* [HOW TO COMPLETE THIS TASK] For each line of the listing, output an exact copy.

BEGIN RECORDS FOR THIS EXERCISE

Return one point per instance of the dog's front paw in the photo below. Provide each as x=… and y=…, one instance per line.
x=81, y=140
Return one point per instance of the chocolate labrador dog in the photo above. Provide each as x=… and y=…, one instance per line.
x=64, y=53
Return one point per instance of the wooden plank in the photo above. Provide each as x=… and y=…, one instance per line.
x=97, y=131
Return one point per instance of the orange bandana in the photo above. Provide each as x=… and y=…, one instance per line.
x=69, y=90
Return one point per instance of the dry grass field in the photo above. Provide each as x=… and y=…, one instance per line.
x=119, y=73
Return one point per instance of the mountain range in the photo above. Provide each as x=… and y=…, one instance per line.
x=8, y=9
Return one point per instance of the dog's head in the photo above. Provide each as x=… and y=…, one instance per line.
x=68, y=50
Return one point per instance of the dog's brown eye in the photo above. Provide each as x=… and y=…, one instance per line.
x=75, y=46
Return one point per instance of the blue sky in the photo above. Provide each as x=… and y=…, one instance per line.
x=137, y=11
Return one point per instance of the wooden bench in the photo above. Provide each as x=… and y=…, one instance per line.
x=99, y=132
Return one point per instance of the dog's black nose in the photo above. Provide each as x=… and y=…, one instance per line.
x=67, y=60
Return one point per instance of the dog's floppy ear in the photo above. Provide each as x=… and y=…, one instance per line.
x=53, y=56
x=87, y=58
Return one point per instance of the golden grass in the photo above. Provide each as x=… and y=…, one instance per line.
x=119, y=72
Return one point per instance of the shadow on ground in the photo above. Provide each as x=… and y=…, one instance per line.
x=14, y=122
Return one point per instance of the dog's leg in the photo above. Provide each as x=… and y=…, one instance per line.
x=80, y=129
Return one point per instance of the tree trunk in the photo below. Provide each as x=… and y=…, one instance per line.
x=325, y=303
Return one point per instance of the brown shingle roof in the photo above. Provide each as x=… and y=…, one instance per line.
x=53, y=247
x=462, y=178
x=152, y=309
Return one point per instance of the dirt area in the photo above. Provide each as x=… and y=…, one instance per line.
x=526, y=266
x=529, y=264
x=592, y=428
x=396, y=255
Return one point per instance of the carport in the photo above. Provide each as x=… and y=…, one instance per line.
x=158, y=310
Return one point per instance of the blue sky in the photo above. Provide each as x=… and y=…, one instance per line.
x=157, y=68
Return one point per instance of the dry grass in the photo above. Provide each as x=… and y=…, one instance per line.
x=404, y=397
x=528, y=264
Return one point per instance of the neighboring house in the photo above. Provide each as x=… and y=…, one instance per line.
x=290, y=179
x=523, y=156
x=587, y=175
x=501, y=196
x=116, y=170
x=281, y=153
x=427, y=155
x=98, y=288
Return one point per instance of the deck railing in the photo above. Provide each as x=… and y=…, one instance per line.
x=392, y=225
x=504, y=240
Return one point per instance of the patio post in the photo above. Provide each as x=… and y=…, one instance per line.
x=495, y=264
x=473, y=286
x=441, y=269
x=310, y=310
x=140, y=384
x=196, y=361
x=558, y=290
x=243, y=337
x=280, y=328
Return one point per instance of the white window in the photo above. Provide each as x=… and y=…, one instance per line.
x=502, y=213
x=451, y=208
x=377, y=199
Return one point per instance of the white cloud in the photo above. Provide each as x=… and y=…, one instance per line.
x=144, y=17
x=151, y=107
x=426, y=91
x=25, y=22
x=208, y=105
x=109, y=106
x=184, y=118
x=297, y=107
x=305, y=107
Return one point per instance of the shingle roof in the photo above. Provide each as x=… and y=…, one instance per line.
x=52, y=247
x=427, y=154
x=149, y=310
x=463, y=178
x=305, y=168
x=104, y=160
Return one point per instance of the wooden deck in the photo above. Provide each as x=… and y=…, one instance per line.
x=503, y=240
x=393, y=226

END RECORDS FOR THIS EXERCISE

* [WRITTEN RESPONSE]
Return one point per instance of the dog's front paw in the photo below. Provide each as x=… and y=…, one instance per line.
x=81, y=140
Return one point per instance of the chocolate labrador dog in the photo above. Provide each as x=… and y=…, one instance per line.
x=64, y=53
Return one point per instance of the wooden plank in the photo above. Provide each as x=… and y=…, one instance per line.
x=97, y=131
Return one point per instance of the orange bandana in the photo above. Provide each as x=… and y=…, one instance per line.
x=69, y=90
Return one point per instance of the dry grass field in the photo above. Provide each as x=… and y=…, one instance per line.
x=119, y=73
Return one point per instance of the mountain range in the photo above. Provide each as x=… and y=…, one instance per line.
x=8, y=9
Return one point per instance of the dog's head in the photo above. Provide each as x=… and y=…, one instance per line.
x=68, y=50
Return one point per instance of the dog's brown eye in the photo above. Provide each as x=… and y=…, one instance per line.
x=75, y=46
Return one point per instance of the blue sky in the photo above. Provide each as x=… and y=…, one instance per line.
x=137, y=11
Return one point per instance of the wooden bench in the photo above. Provide each as x=… and y=…, one instance per line.
x=99, y=132
Return one point per instance of the dog's black nose in the photo above. Provide each as x=… and y=…, one instance per line.
x=67, y=60
Return one point per instance of the dog's floppy ear in the photo above. Provide each as x=… and y=…, one instance per line.
x=53, y=56
x=87, y=58
Return one point per instance of the golden grass in the photo above. Provide each as x=… and y=…, one instance per line.
x=119, y=72
Return one point per instance of the shadow on ground in the photo above. Provide each as x=… and y=…, one instance per line.
x=14, y=122
Return one point per instance of the dog's leg in the photo above. Provide each as x=… and y=…, one instance per line.
x=80, y=129
Return one point per instance of the tree trunk in the photo below. Provide each as x=… and y=…, one instance per line.
x=325, y=303
Return one point per instance of the brown shingle roof in the photo above. Provide each as x=… and y=…, one instance per line.
x=53, y=247
x=462, y=178
x=152, y=309
Return one point per instance of the dirt area in the photo above. Provide each as x=… and y=…, one instance per line.
x=526, y=266
x=529, y=264
x=592, y=428
x=396, y=255
Return one point per instance of the carport in the photo above. Provide each as x=… and y=…, one instance per line.
x=158, y=310
Return one point per instance of the blue sky in the photo above. Provide each as x=… and y=…, one instance per line.
x=157, y=68
Return one point per instance of the dry grass in the photo above. Provide each as x=… and y=…, one instance per line.
x=404, y=397
x=528, y=264
Return one point per instance of the neighboring house in the photo above. Provide each as x=… and y=…, one instance per line.
x=290, y=179
x=523, y=156
x=587, y=175
x=501, y=196
x=116, y=170
x=281, y=153
x=427, y=155
x=98, y=288
Return one point per instance of the deck railing in the photo above. Provide each as x=… and y=…, one instance per line.
x=392, y=225
x=504, y=240
Return one point per instance of the patio post in the photo above. Provide each as x=… and y=…, one instance per line.
x=495, y=264
x=473, y=286
x=441, y=269
x=310, y=310
x=140, y=384
x=196, y=361
x=558, y=290
x=243, y=337
x=280, y=328
Return one point per instance of the white window in the photo above. Provide each as x=… and y=…, one instance per line.
x=502, y=213
x=451, y=208
x=377, y=199
Return one point per instance of the white cloud in the photo above. Provide each as x=… and y=…, one instance per line.
x=144, y=17
x=151, y=107
x=426, y=91
x=25, y=22
x=208, y=105
x=109, y=106
x=184, y=118
x=297, y=107
x=305, y=107
Return one point per instance of the shingle roof in the photo above. Provide each as x=… and y=…, one instance per line.
x=52, y=247
x=427, y=154
x=149, y=310
x=463, y=178
x=305, y=168
x=104, y=160
Return one point per instance of the wooden deck in the photo above. Provide each as x=… and y=…, one instance per line.
x=503, y=240
x=393, y=226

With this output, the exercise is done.